Source text:
⁂

PROVINCETOWN — The AIDS Support Group of Cape Cod board has named Dan Gates as president and CEO.
Gates, 47, replaces Joe Carleo, who resigned in late October. Spokeswoman Leslie Sandberg said Carleo’s reasons for leaving had not been discussed with her.
Founded in 1983, early in the AIDS epidemic, with the name “Provincetown AIDS Support Group,” the nonprofit has shifted its focus radically in the last few years. Today, the majority of staff and services target “harm reduction” among heroin and opioid drug users.
Gates told the Independent that the support group has about 350 clients living with HIV and over 1,000 who use its harm reduction services. Those include both needle exchange and overdose reversal medication training.
Of the nonprofit’s 26 staff members, about 30 percent, he said, are tasked with HIV health case management and 70 percent with harm reduction.
Most of the support group’s office space and all the administrative staff are in Provincetown, working mainly with the HIV-positive community. The group’s main office is at 96 Bradford St., the Foley House at 214 Bradford provides affordable housing for the group’s clients, and there is a drop-in center at 148a Commercial St.
But now Hyannis has a small single-family home on South Street focused primarily on stopping the spread of HIV by providing health care, counseling, and clean needles to opioid users. The support group is about to open two spaces in Falmouth, a mobile van and a brick and mortar office, Gates said. ASGCC is also open one day a week on Martha’s Vineyard to provide overdose medication training and syringe exchange.
Gates said the nonprofit won’t leave Provincetown as its base, but he said he does want more administrative staff located in the Mid and Upper Cape.
Although the group’s focus has shifted from one public health crisis to another, the two epidemics have a lot in common. HIV is transferred through sexual contact and used needles. AIDS proliferated in the gay male community and among drug users. These are both “marginalized and stigmatized groups,” Gates said.
In both the AIDS and the opioid epidemics, Gates added, staff see a tremendous amount of death.
“We have policies about self-care for the staff when they experience grief and trauma on the job,” Gates said. “We developed those tools back in the 1980s and 1990s and now we are using them with the harm reduction staff.”
There are weeks when two or three people die of overdoses, he said. That hurts the community and it affects the AIDS Support Group staff who have worked with them.

⁂

Stored data:
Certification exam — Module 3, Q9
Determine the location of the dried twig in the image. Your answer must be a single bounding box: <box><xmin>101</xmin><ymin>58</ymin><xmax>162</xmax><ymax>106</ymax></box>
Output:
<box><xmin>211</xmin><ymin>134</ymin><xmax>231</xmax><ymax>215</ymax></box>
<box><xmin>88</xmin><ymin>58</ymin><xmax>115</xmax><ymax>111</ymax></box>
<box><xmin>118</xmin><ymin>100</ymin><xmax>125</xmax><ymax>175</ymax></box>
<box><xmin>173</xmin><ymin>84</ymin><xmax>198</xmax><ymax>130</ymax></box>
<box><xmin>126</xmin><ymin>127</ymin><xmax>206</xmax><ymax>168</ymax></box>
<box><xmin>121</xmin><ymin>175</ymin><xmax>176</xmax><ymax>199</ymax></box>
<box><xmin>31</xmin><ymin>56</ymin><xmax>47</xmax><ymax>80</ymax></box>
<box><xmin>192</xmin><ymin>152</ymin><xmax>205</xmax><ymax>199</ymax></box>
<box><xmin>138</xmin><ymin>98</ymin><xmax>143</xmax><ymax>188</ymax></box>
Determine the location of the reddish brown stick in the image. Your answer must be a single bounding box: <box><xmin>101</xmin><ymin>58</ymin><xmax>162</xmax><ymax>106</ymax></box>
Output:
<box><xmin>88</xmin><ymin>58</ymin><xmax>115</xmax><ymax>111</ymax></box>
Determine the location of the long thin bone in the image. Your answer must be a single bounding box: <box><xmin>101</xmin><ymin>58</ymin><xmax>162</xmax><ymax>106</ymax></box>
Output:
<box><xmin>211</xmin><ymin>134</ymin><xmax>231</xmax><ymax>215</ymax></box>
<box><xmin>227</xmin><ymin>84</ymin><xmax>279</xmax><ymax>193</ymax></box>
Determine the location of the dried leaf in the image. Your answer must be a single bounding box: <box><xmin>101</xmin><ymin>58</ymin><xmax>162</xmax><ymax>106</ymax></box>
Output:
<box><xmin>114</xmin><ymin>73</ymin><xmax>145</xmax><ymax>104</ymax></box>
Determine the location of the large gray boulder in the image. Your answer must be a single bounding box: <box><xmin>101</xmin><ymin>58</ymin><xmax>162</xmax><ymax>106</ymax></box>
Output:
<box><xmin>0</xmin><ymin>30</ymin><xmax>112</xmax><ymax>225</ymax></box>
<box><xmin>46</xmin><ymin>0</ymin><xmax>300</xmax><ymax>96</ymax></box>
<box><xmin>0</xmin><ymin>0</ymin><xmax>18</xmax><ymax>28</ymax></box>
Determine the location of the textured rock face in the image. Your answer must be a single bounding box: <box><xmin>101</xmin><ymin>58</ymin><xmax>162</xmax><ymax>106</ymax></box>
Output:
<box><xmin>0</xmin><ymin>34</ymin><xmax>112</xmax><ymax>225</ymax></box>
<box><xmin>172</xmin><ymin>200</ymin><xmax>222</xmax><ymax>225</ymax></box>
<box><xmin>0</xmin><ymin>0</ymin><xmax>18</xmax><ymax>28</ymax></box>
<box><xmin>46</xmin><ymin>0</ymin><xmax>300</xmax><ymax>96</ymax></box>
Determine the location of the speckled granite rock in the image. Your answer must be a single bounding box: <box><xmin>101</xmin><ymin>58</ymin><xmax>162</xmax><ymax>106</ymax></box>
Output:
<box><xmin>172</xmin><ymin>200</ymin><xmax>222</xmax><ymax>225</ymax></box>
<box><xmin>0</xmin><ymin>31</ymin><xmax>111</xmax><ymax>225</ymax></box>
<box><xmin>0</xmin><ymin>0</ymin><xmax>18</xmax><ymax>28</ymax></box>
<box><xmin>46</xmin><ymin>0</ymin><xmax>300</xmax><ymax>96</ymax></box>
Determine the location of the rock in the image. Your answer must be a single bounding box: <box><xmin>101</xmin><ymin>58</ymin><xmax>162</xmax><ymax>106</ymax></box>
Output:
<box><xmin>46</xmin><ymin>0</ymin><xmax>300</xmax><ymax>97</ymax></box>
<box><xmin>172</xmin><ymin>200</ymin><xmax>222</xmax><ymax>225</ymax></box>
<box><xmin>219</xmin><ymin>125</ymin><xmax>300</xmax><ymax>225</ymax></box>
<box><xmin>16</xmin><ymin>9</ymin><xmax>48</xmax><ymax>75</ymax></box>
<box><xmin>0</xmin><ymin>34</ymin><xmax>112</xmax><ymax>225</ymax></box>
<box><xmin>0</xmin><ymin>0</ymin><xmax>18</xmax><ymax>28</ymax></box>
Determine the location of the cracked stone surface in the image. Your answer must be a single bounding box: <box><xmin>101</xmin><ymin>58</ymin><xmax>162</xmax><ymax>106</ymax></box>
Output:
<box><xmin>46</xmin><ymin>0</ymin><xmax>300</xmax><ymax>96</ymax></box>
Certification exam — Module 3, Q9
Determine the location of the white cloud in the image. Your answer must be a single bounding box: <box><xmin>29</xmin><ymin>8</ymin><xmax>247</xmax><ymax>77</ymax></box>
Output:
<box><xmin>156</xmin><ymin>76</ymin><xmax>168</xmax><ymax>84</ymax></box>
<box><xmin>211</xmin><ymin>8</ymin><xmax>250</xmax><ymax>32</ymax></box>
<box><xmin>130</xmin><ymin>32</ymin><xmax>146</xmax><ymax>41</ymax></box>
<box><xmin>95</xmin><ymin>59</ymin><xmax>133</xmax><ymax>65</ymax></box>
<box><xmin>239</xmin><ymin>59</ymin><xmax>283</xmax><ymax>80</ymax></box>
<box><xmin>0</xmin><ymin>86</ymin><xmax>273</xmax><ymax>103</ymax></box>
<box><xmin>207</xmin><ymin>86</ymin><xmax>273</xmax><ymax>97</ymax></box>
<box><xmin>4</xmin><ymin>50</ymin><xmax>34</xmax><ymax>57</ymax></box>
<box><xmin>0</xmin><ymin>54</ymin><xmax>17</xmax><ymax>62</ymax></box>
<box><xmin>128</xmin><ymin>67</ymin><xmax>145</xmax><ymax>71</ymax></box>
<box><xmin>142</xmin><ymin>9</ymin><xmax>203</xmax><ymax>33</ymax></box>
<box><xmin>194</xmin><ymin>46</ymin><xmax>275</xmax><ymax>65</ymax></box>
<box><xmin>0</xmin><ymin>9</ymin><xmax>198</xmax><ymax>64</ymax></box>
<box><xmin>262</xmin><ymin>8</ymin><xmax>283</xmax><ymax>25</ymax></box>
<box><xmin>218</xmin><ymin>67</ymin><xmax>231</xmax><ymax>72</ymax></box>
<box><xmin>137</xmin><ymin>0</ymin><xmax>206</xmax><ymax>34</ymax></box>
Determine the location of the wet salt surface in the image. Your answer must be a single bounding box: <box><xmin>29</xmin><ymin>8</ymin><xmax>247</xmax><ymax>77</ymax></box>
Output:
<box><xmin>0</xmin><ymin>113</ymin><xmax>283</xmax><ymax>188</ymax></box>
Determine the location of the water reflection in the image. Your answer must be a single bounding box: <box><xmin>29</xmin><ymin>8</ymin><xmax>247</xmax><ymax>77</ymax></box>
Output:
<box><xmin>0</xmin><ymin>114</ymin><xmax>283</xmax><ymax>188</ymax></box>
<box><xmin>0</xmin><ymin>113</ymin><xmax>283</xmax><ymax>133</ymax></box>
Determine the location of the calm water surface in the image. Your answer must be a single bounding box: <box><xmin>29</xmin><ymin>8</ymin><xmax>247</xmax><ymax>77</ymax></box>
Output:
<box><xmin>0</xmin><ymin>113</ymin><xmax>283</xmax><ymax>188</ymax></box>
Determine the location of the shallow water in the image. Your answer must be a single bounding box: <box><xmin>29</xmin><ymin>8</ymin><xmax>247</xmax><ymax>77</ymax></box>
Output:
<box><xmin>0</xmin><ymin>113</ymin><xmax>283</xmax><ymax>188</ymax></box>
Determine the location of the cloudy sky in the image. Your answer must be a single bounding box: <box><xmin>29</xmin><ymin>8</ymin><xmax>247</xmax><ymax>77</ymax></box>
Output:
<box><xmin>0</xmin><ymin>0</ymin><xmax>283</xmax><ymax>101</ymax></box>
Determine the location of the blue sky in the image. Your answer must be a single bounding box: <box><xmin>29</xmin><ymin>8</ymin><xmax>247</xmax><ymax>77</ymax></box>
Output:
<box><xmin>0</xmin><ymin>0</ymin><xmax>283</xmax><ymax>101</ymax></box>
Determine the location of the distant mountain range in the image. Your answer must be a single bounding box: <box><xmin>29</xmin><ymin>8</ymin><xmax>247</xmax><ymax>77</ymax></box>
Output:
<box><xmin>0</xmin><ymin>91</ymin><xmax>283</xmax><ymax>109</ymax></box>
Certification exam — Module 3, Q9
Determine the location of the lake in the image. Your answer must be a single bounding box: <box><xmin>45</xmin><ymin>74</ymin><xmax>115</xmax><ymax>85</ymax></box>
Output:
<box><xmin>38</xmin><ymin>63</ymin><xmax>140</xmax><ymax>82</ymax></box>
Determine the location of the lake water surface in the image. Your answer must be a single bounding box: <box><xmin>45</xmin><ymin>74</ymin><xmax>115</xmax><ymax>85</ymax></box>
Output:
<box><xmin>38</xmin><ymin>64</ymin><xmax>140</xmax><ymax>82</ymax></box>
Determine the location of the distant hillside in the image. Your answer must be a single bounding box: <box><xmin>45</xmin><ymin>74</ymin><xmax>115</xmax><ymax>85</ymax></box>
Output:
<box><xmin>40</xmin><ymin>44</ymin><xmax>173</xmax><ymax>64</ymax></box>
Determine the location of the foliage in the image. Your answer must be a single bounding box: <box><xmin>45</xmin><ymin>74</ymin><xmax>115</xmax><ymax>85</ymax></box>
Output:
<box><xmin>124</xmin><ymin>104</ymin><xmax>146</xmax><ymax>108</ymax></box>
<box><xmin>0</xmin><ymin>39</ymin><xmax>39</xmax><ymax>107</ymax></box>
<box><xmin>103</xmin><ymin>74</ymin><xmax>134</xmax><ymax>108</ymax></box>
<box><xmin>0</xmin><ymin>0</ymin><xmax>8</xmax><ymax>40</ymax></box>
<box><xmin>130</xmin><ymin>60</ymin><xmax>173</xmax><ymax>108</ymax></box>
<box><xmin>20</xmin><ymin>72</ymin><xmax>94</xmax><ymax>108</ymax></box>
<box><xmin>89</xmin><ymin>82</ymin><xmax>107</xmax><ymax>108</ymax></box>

⁂

What you need to do:
(a) Can you repeat the article on the AIDS Support Group of Cape Cod word for word from "Gates, 47, replaces" to "with harm reduction."?
(b) Which numbered street addresses does the article on the AIDS Support Group of Cape Cod give?
The data above come from a separate source, not from the article on the AIDS Support Group of Cape Cod.

Set of answers:
(a)
Gates, 47, replaces Joe Carleo, who resigned in late October. Spokeswoman Leslie Sandberg said Carleo’s reasons for leaving had not been discussed with her.
Founded in 1983, early in the AIDS epidemic, with the name “Provincetown AIDS Support Group,” the nonprofit has shifted its focus radically in the last few years. Today, the majority of staff and services target “harm reduction” among heroin and opioid drug users.
Gates told the Independent that the support group has about 350 clients living with HIV and over 1,000 who use its harm reduction services. Those include both needle exchange and overdose reversal medication training.
Of the nonprofit’s 26 staff members, about 30 percent, he said, are tasked with HIV health case management and 70 percent with harm reduction.

(b)
- 96 Bradford St.
- 214 Bradford
- 148a Commercial St.